▶ **What you have to do**:
Below are some records. Write out the lines from the one containing "TARGET: shoulder" to the last line, word for word, leaving out pictures.

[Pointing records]
-- begin --

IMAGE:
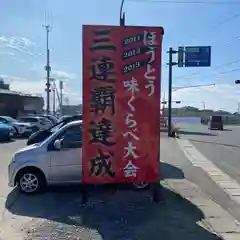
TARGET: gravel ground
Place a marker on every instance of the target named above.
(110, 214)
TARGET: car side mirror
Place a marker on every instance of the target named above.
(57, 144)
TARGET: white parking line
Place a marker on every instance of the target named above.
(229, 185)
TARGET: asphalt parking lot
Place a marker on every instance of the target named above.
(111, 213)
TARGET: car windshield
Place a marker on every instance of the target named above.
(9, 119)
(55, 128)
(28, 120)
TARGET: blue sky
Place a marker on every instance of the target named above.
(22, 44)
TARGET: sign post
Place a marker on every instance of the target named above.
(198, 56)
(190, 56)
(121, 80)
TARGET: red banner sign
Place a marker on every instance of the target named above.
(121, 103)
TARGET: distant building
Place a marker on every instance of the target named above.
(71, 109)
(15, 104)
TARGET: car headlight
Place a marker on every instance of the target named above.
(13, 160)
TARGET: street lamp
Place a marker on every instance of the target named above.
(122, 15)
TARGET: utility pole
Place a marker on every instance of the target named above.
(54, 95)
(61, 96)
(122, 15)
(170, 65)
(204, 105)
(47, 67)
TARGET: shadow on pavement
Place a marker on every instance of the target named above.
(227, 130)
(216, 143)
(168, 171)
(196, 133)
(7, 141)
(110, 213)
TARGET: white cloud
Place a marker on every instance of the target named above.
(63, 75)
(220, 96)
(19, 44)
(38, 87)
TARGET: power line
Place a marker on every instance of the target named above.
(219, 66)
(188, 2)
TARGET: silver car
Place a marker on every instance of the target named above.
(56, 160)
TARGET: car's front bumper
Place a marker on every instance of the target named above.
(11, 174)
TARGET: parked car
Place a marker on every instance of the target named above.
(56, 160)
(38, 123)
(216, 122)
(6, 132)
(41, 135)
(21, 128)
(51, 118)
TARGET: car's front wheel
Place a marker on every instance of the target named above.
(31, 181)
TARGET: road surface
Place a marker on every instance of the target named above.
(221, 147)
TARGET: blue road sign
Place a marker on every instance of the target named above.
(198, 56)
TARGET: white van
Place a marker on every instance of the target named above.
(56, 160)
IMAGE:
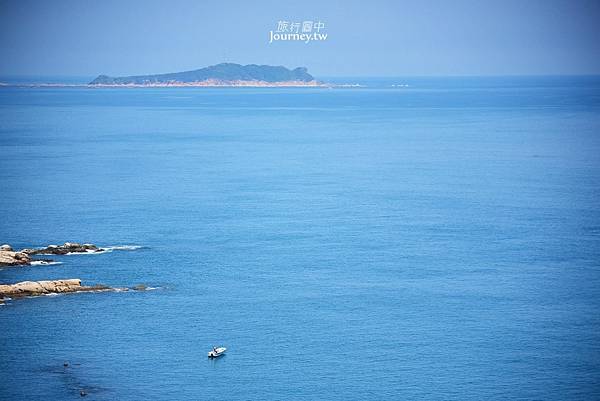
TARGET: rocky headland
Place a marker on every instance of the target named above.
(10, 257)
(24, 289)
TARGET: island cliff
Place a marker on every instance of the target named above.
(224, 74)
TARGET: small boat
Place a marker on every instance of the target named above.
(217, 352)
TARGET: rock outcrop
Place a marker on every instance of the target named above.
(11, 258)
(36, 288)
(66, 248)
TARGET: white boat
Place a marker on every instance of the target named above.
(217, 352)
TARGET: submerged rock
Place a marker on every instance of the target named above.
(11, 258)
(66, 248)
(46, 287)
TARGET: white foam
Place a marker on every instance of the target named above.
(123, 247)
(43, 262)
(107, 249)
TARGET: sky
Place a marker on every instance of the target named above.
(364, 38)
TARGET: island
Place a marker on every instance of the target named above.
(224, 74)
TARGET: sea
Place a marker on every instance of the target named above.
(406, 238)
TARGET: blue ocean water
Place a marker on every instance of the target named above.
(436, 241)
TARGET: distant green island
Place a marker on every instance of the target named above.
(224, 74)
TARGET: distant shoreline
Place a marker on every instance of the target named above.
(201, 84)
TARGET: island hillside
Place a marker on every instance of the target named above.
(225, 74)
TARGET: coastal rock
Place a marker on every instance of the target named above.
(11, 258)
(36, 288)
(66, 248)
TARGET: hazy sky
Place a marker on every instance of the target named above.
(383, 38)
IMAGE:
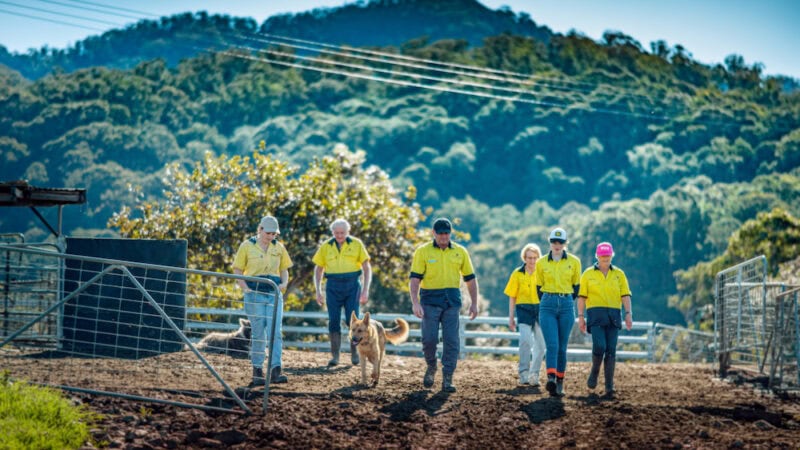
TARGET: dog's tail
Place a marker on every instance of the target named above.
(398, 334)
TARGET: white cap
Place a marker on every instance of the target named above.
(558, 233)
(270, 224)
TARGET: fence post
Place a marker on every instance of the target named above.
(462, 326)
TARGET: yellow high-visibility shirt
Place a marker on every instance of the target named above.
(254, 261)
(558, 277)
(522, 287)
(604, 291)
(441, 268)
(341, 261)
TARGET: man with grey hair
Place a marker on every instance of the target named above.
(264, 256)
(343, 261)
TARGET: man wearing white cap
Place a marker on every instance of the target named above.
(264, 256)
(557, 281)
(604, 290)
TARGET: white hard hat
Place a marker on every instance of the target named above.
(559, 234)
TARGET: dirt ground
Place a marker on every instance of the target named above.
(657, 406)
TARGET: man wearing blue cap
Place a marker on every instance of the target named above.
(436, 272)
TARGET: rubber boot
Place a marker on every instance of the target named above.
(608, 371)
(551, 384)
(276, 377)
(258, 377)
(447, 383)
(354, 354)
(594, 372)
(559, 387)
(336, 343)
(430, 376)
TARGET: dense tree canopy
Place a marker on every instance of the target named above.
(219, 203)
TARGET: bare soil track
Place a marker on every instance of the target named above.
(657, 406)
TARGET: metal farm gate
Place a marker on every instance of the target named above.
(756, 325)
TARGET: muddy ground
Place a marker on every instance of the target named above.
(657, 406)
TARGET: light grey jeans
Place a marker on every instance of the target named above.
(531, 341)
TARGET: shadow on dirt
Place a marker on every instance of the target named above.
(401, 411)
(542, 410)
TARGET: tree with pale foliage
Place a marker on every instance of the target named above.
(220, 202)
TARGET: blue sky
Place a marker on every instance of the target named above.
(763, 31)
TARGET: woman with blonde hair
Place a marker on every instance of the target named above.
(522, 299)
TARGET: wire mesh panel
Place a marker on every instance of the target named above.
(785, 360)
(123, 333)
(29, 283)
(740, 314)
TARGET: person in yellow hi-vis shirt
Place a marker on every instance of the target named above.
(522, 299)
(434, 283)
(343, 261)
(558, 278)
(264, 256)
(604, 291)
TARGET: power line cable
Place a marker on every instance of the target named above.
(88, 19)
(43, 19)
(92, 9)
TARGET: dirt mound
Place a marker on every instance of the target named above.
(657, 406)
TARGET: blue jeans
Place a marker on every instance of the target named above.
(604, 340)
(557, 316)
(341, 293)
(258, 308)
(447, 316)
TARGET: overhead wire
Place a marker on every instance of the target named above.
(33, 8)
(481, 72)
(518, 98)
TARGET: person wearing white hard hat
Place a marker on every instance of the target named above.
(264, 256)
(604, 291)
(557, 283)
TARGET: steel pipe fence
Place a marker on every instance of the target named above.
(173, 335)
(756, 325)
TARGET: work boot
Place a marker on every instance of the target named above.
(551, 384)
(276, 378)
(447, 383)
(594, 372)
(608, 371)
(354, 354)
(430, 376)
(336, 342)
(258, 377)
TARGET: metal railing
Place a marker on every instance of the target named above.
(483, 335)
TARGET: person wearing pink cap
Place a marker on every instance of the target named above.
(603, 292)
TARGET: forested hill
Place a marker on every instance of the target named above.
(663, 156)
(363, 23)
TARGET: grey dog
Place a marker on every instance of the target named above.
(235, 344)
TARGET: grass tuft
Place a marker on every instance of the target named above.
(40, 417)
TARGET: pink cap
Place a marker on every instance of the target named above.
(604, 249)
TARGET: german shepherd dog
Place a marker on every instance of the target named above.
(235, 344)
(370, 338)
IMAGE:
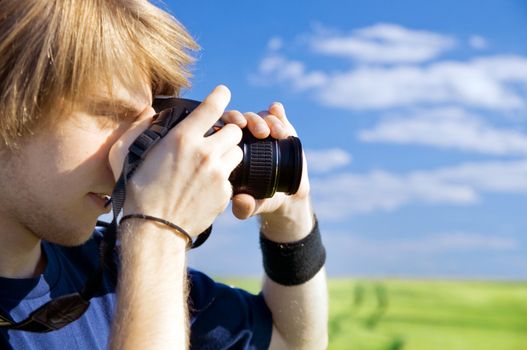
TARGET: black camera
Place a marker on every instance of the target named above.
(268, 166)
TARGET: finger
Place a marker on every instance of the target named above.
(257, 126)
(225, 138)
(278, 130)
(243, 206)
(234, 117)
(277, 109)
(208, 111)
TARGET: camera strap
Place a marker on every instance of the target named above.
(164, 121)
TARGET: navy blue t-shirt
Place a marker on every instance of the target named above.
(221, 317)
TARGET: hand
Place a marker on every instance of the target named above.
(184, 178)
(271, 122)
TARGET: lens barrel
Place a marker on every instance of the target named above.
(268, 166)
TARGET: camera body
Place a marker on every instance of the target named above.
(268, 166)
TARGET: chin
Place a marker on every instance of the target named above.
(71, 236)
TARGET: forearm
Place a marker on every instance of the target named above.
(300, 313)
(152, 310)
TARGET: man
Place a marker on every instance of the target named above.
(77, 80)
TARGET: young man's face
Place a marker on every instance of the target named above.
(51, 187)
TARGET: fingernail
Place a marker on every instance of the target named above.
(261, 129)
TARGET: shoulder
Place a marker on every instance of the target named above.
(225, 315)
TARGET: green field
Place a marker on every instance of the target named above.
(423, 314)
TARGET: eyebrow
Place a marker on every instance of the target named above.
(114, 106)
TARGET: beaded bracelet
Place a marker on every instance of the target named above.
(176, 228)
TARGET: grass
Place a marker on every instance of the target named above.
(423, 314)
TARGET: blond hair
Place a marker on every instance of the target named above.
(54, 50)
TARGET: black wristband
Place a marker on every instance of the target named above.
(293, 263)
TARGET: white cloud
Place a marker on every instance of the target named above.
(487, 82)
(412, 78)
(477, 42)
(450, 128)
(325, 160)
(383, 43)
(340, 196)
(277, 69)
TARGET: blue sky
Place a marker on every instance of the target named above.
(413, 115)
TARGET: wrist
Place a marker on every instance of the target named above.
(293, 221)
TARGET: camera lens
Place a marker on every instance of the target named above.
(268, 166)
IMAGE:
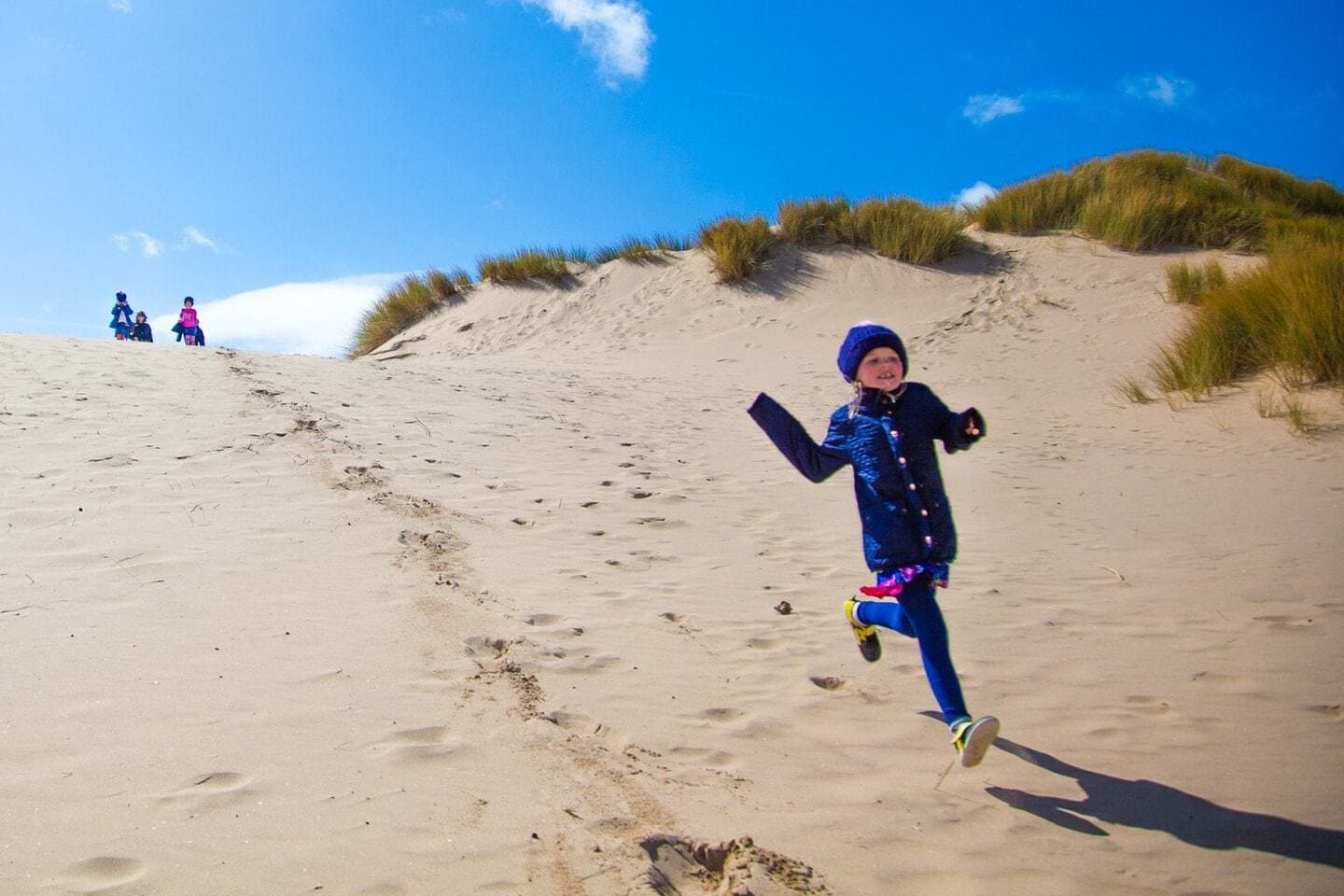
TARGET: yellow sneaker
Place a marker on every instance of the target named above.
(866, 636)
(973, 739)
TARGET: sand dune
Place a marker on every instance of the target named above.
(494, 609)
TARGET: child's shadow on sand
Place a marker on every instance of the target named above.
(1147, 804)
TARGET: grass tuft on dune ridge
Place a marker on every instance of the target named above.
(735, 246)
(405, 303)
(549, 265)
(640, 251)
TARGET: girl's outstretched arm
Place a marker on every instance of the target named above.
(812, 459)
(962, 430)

-- end --

▶ **Full answer**:
TARGET: shoulder
Place a marker on every instance of the target named above.
(225, 315)
TARGET: green field
Place a marker on every instance of the target named above.
(423, 314)
TARGET: eyebrow
Place a marker on every instance of the target named above.
(114, 106)
TARGET: beaded bracelet
Place a marker on every instance of the target named above.
(176, 228)
TARGET: grass
Place a marker on every instance of the target named above.
(423, 314)
TARGET: blond hair
Place a marker on every instance of the target named above.
(54, 50)
TARGET: black wristband
Place a marker on every instance of the target named above.
(293, 263)
TARGET: white cloud
Place a marker on every instance of the target named above.
(487, 82)
(412, 78)
(477, 42)
(450, 128)
(325, 160)
(383, 43)
(340, 196)
(277, 69)
TARGET: blue sky
Place a marker on every instance of the target named above.
(413, 115)
TARGET: wrist
Place a marker on every instance of the target named above.
(293, 221)
TARGET: camera lens
Place a marker on every instance of the target named above.
(268, 166)
IMAGE:
TARGET: yellow sneaker
Place a marker on every instance of the target named above.
(866, 636)
(973, 739)
TARGET: sand dune
Place a marker on every instance of the target named above.
(494, 609)
TARGET: child's shadow on sand
Place a marker on every instance of the target named above.
(1147, 804)
TARGET: grass tuft on dune ridge
Place a marker on every instance of the target named above.
(735, 246)
(405, 303)
(549, 265)
(640, 251)
TARGET: girl's outstretched arm
Place a marker on every instance of the target named above.
(812, 459)
(962, 430)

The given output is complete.